» **本文**:
· · ·
そして全く新しい部署なので、いろいろと指導してもらわないと出来ないことばかり。10年以上後輩や学生指導もしていた立場から、毎日ダメ出しの連続、毎日心身ともにクタクタでした。
そしてある日のこと、ある書類を外来に届けなければいけない仕事がありました。「私がさせてもらいます!」と先輩看護師に申し出ると、まさかの返答が。「二度手間になるからいいよ」
この言葉で、それまでなんとか踏ん張っていた自分の心が崩れていく音が聞こえました。毎日パソコンに向かっているだけで自然と涙が出てきて、周りに話ができる人も居らず、トイレに隠れて涙を必死に拭っていました。家に帰っても3歳と1歳の子育て真っ最中。休める暇なんてどこにもありませんでした。
また、時間外の研修も毎月強制参加させられていました。
そんな中、夫がコロナになってしまいました。研修のレポートの提出期限が迫っていたのですが、資料は全て職場に置いていましたし、夫が二階に隔離だったので、3歳と1歳の子供の面倒を1人で見ないといけなくて、レポートなんてする余裕なんて全くありませんでした。しかし職場からは催促の電話がかかってきて、資料は全て職場に置いてあると伝えたら、まさかの自宅が近い方に頼んで自宅まで持ってきたのです。
· · ·
» **作業内容**: 本文のうち「そしてある日のこと、ある書類」から「また、時間外の研修も毎月強制参加させられていました。」までの部分を、一字も変えずに書き写すこと。 本文の内容だけを手がかりにすること。

» **データ一覧**:
· · ·
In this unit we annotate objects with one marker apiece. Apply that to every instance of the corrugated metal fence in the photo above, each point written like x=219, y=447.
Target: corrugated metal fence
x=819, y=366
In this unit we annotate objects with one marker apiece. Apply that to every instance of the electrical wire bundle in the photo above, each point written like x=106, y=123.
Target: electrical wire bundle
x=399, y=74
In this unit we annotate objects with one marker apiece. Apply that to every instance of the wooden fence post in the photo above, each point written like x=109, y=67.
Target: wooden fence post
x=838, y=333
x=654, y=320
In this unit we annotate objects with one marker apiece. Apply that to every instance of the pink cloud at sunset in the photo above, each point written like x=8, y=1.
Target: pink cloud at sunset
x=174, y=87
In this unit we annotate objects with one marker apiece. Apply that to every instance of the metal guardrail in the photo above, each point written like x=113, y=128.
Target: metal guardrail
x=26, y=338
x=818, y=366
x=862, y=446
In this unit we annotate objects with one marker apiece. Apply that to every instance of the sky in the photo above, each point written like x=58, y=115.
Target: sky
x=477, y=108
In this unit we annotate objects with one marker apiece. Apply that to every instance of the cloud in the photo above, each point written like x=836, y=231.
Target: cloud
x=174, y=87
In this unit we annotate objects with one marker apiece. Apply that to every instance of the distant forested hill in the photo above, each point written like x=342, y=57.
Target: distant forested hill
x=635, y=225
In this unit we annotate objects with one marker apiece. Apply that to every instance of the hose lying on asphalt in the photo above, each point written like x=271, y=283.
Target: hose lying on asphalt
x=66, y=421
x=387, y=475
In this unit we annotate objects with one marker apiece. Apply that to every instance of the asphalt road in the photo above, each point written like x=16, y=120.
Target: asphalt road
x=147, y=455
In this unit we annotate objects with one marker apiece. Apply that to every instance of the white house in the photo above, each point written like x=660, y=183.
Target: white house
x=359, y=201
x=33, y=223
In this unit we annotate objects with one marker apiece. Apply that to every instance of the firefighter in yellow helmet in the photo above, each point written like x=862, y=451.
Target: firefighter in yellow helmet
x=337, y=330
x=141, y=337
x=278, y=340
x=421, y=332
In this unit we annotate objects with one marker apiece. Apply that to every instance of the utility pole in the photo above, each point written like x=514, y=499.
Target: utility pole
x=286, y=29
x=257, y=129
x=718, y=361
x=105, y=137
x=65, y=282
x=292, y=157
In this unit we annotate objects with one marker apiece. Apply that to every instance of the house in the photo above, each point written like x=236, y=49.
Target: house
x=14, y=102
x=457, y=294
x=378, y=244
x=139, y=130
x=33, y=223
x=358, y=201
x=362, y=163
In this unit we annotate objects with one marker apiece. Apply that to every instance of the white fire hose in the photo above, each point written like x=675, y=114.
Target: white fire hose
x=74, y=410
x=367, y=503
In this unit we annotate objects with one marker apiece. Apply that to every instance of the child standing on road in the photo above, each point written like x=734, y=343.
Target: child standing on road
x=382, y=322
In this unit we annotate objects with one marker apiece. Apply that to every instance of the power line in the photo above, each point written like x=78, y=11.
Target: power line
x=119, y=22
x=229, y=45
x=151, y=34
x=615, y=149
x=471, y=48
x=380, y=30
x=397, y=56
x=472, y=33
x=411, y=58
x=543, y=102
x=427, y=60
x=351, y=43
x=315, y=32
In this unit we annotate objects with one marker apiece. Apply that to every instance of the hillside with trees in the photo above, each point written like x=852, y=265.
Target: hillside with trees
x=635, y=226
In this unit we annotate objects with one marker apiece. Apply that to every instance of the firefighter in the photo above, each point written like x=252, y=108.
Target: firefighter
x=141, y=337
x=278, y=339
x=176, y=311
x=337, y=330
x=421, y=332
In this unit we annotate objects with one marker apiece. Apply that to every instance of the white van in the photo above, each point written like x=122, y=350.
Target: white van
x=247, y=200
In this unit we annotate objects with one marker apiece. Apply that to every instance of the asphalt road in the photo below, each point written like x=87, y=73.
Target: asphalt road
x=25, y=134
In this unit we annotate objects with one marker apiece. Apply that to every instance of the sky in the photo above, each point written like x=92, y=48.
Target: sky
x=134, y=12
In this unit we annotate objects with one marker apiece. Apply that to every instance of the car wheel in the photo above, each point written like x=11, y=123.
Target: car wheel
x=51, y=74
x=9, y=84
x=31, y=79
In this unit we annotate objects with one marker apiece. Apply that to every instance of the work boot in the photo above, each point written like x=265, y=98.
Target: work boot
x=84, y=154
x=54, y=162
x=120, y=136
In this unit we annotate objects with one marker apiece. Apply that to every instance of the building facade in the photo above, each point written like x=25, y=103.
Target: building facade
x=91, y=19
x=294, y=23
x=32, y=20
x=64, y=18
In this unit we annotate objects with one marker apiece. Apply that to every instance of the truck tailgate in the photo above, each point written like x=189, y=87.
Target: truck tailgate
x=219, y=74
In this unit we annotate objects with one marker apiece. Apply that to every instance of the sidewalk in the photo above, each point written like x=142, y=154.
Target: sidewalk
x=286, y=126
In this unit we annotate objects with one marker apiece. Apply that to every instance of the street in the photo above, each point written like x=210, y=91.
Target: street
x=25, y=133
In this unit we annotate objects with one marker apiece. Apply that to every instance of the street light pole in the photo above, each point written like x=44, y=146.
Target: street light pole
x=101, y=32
· · ·
» **解答**:
そしてある日のこと、ある書類を外来に届けなければいけない仕事がありました。「私がさせてもらいます!」と先輩看護師に申し出ると、まさかの返答が。「二度手間になるからいいよ」
この言葉で、それまでなんとか踏ん張っていた自分の心が崩れていく音が聞こえました。毎日パソコンに向かっているだけで自然と涙が出てきて、周りに話ができる人も居らず、トイレに隠れて涙を必死に拭っていました。家に帰っても3歳と1歳の子育て真っ最中。休める暇なんてどこにもありませんでした。
また、時間外の研修も毎月強制参加させられていました。